__Instructions to follow__. Where the listing below has a line containing "Could you please drop a point on the standing", output that line and all lines after it, verbatim, and no others.

*** Records supplied ***

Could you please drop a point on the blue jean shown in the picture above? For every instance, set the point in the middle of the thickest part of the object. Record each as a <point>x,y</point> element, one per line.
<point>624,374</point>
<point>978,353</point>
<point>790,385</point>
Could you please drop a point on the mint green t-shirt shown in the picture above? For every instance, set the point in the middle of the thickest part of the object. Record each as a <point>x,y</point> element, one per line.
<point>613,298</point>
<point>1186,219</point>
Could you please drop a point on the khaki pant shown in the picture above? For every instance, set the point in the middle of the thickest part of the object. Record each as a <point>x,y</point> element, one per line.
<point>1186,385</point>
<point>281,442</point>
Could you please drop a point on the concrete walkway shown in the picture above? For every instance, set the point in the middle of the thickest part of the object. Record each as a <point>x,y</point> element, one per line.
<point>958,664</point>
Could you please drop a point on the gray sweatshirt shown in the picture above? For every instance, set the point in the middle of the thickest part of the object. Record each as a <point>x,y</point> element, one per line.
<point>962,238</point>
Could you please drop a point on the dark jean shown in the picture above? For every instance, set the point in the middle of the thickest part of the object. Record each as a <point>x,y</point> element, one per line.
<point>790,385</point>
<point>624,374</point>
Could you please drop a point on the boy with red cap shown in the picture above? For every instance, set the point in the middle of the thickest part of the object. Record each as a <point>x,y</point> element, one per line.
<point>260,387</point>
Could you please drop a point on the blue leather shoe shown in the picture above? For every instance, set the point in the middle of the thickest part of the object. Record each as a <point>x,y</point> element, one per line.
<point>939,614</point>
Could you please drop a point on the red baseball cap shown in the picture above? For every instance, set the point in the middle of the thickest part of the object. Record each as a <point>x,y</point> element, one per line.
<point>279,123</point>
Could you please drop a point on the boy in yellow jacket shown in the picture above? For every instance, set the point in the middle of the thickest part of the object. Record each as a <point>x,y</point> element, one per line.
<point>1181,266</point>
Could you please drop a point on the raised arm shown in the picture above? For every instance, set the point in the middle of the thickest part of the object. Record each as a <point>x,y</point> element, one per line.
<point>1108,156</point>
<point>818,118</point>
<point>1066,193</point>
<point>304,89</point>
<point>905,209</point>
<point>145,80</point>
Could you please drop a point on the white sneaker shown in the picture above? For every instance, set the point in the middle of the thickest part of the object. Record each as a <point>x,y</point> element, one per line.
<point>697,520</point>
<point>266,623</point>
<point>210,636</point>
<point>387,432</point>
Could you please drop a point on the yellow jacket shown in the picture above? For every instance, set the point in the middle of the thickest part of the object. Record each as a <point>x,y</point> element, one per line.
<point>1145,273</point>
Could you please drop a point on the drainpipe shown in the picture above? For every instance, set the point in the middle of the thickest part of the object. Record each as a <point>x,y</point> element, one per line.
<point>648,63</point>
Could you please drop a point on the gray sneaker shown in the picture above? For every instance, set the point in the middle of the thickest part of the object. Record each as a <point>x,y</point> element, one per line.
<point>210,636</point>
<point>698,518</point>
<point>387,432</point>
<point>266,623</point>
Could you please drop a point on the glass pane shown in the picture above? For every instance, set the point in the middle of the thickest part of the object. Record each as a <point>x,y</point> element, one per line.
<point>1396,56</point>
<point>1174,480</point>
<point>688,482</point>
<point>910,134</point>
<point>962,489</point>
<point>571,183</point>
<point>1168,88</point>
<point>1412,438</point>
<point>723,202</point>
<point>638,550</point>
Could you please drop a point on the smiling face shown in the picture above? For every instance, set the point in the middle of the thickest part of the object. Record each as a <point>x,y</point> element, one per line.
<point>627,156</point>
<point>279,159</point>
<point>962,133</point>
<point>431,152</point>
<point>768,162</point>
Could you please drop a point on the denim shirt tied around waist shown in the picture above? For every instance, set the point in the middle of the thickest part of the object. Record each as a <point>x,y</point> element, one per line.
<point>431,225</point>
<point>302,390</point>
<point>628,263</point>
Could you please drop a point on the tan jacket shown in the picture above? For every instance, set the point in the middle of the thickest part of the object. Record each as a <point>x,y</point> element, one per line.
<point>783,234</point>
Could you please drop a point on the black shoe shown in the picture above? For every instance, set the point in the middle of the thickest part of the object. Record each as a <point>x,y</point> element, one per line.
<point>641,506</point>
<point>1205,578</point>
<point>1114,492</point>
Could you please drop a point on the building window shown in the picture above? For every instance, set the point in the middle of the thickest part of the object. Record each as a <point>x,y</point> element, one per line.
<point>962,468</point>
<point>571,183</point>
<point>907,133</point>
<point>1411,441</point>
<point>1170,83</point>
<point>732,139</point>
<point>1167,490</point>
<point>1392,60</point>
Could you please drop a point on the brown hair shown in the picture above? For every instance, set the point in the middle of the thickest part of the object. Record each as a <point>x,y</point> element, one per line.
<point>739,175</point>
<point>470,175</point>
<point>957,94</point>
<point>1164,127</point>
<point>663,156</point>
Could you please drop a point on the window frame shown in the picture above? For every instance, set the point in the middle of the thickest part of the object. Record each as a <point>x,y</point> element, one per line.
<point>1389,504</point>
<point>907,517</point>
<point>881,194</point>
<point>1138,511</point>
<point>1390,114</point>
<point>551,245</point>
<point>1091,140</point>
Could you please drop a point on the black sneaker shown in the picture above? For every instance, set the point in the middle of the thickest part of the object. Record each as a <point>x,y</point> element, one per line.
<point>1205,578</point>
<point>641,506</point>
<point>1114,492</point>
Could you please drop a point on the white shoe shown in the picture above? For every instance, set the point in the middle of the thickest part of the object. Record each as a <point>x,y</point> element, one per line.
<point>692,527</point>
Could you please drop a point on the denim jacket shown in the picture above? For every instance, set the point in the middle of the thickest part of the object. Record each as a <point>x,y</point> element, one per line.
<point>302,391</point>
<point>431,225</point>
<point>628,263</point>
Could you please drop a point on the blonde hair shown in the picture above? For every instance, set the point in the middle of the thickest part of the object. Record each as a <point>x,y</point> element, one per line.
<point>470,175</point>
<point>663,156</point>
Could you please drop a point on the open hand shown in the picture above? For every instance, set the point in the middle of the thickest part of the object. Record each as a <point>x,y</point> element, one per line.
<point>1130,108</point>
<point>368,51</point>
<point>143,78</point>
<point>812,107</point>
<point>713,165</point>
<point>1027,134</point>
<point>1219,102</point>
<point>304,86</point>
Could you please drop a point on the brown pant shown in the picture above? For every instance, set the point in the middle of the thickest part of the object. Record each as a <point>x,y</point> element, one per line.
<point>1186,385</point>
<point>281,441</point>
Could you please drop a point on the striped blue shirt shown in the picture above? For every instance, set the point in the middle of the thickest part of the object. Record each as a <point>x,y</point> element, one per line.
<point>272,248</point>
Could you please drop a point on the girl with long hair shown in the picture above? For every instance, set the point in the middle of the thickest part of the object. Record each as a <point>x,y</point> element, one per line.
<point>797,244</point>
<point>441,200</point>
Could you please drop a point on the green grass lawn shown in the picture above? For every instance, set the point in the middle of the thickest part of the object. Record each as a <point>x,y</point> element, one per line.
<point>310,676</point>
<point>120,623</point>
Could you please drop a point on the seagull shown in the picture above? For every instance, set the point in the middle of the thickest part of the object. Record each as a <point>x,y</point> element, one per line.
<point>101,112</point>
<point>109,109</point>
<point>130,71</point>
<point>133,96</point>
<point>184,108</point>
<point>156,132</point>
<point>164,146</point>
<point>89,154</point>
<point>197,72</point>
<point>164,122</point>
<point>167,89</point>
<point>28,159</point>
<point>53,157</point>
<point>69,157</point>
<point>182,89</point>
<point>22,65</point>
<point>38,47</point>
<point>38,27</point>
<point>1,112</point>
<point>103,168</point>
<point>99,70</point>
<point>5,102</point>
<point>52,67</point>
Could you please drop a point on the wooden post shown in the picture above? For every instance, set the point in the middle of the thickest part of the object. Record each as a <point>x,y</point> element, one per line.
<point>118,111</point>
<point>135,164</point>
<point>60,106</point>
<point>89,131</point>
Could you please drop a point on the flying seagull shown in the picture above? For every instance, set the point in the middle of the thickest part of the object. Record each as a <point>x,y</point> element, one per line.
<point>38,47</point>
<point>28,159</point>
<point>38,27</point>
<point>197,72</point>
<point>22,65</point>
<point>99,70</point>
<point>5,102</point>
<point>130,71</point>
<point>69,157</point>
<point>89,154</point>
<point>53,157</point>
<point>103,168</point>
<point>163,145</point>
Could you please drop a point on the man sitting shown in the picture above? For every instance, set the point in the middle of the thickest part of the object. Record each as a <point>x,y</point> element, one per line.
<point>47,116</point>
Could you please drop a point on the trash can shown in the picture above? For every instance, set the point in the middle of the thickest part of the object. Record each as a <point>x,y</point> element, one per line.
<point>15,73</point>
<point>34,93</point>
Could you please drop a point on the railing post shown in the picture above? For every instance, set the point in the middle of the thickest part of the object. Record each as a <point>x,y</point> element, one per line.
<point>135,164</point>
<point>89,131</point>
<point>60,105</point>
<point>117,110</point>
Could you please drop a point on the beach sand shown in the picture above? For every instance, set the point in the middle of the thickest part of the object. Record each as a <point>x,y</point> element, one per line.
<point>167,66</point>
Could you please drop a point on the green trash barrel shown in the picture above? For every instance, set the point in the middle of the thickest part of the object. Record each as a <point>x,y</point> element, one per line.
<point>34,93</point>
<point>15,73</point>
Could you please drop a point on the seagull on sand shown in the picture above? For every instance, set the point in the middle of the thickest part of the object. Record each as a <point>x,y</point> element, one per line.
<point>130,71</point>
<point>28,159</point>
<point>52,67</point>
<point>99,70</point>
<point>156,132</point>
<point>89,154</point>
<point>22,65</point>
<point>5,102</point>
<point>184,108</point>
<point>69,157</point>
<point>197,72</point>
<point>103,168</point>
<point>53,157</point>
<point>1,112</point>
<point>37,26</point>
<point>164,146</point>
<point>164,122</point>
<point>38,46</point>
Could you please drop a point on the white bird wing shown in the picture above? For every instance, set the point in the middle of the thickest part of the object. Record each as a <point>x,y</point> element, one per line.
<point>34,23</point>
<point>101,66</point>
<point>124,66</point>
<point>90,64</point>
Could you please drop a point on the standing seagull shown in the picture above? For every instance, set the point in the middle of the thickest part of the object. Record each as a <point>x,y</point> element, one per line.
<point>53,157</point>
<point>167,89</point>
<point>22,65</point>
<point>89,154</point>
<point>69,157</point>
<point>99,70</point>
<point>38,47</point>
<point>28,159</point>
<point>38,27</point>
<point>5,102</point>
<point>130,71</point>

***

__Task output__.
Could you please drop a point on the standing seagull shown in the picture above? For every instance, set the point in the middle of the thickest part of the object. Record each as a <point>x,y</point> element, one per line.
<point>53,157</point>
<point>167,89</point>
<point>22,65</point>
<point>89,154</point>
<point>69,157</point>
<point>99,70</point>
<point>38,47</point>
<point>28,159</point>
<point>38,27</point>
<point>5,102</point>
<point>130,71</point>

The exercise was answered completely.